*Given passage*.

You are viewing a plain text version of this content. The canonical link for it is here.
Posted to reviews@spark.apache.org by GitBox <gi...@apache.org> on 2022/11/28 03:30:14 UTC

[GitHub] [spark] zhengruifeng commented on a diff in pull request #38806: [SPARK-41268][CONNECT][PYTHON] Refactor "Column" for API Compatibility

zhengruifeng commented on code in PR #38806:
URL: https://github.com/apache/spark/pull/38806#discussion_r1033087883


##########
python/pyspark/sql/connect/column.py:
##########
@@ -30,53 +30,34 @@
 
 def _bin_op(
     name: str, doc: str = "binary function", reverse: bool = False
-) -> Callable[["Column", Any], "Expression"]:
-    def _(self: "Column", other: Any) -> "Expression":
+) -> Callable[["Column", Any], "Column"]:
+    def _(self: "Column", other: Any) -> "Column":
         from pyspark.sql.connect._typing import PrimitiveType
+        from pyspark.sql.connect.functions import lit
 
         if isinstance(other, get_args(PrimitiveType)):
-            other = LiteralExpression(other)
+            other = lit(other)
         if not reverse:
-            return ScalarFunctionExpression(name, self, other)

(Excerpts of labeled region data)
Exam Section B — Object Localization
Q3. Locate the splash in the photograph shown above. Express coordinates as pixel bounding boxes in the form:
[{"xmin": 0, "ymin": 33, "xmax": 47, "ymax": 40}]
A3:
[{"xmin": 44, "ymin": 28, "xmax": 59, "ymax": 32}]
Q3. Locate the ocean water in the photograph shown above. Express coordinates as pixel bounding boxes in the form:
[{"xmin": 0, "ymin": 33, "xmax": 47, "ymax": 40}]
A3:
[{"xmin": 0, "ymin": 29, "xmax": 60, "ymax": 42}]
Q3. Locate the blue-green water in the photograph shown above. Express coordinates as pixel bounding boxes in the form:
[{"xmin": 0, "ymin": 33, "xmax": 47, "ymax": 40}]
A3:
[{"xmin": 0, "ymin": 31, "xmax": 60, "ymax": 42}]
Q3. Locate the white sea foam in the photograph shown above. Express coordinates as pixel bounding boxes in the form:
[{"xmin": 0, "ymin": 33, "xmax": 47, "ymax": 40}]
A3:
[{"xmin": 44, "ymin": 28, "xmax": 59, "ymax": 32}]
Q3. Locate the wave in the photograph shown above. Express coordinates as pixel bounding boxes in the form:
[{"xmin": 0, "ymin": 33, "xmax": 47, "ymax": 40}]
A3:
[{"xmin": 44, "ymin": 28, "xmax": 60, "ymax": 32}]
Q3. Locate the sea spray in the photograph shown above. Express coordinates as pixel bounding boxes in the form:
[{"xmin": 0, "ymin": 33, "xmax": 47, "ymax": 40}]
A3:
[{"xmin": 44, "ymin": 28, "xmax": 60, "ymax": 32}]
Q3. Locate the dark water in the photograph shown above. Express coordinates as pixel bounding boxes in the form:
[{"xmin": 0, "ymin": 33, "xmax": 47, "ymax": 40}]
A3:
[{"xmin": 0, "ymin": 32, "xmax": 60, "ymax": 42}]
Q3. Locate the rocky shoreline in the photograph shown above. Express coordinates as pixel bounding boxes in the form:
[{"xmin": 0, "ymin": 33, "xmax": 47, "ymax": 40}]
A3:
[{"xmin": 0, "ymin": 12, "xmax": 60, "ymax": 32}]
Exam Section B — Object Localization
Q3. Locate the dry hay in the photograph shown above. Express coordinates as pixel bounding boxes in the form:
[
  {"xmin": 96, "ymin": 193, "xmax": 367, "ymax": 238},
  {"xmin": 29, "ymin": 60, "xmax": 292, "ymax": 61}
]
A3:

*Parts of the exercise*.
1. Return the lines of the records starting at the line that contains "Q3. Locate the rocky" and ending at the last line of the records, both ends included.
2. Resume the Spark column code review diff from the point where it stops.
The code review and the records are unrelated to each other.

*Task-by-task results*.
1.
Q3. Locate the rocky shoreline in the photograph shown above. Express coordinates as pixel bounding boxes in the form:
[{"xmin": 0, "ymin": 33, "xmax": 47, "ymax": 40}]
A3:
[{"xmin": 0, "ymin": 12, "xmax": 60, "ymax": 32}]
Exam Section B — Object Localization
Q3. Locate the dry hay in the photograph shown above. Express coordinates as pixel bounding boxes in the form:
[
  {"xmin": 96, "ymin": 193, "xmax": 367, "ymax": 238},
  {"xmin": 29, "ymin": 60, "xmax": 292, "ymax": 61}
]
A3:

2.
+            return scalar_function(name, self, other)
         else:
-            return ScalarFunctionExpression(name, other, self)
+            return scalar_function(name, other, self)
 
     return _
 
 
+def scalar_function(op: str, *args: "Column") -> "Column":
+    return Column(ScalarFunctionExpression(op, *args))
+
+
+def sql_expression(expr: str) -> "Column":
+    return Column(SQLExpression(expr))
+
+
 class Expression(object):

Review Comment:
   nit: maybe we can have a separate file `expressions.py` for Expression?



##########
python/pyspark/sql/connect/column.py:
##########
@@ -314,3 +323,70 @@ def to_plan(self, session: "SparkConnectClient") -> proto.Expression:
 
     def __str__(self) -> str:
         return f"({self._op} ({', '.join([str(x) for x in self._args])}))"
+
+
+class Column(object):
+    """
+    A column in a DataFrame. Column can refer to different things based on the
+    wrapped expression. Some common examples include attribute references, functions,
+    literals, etc.
+
+    .. versionadded:: 3.4.0
+    """
+
+    def __init__(self, expr: Expression) -> None:
+        self._expr = expr
+
+    __gt__ = _bin_op(">")
+    __lt__ = _bin_op("<")
+    __add__ = _bin_op("+")
+    __sub__ = _bin_op("-")
+    __mul__ = _bin_op("*")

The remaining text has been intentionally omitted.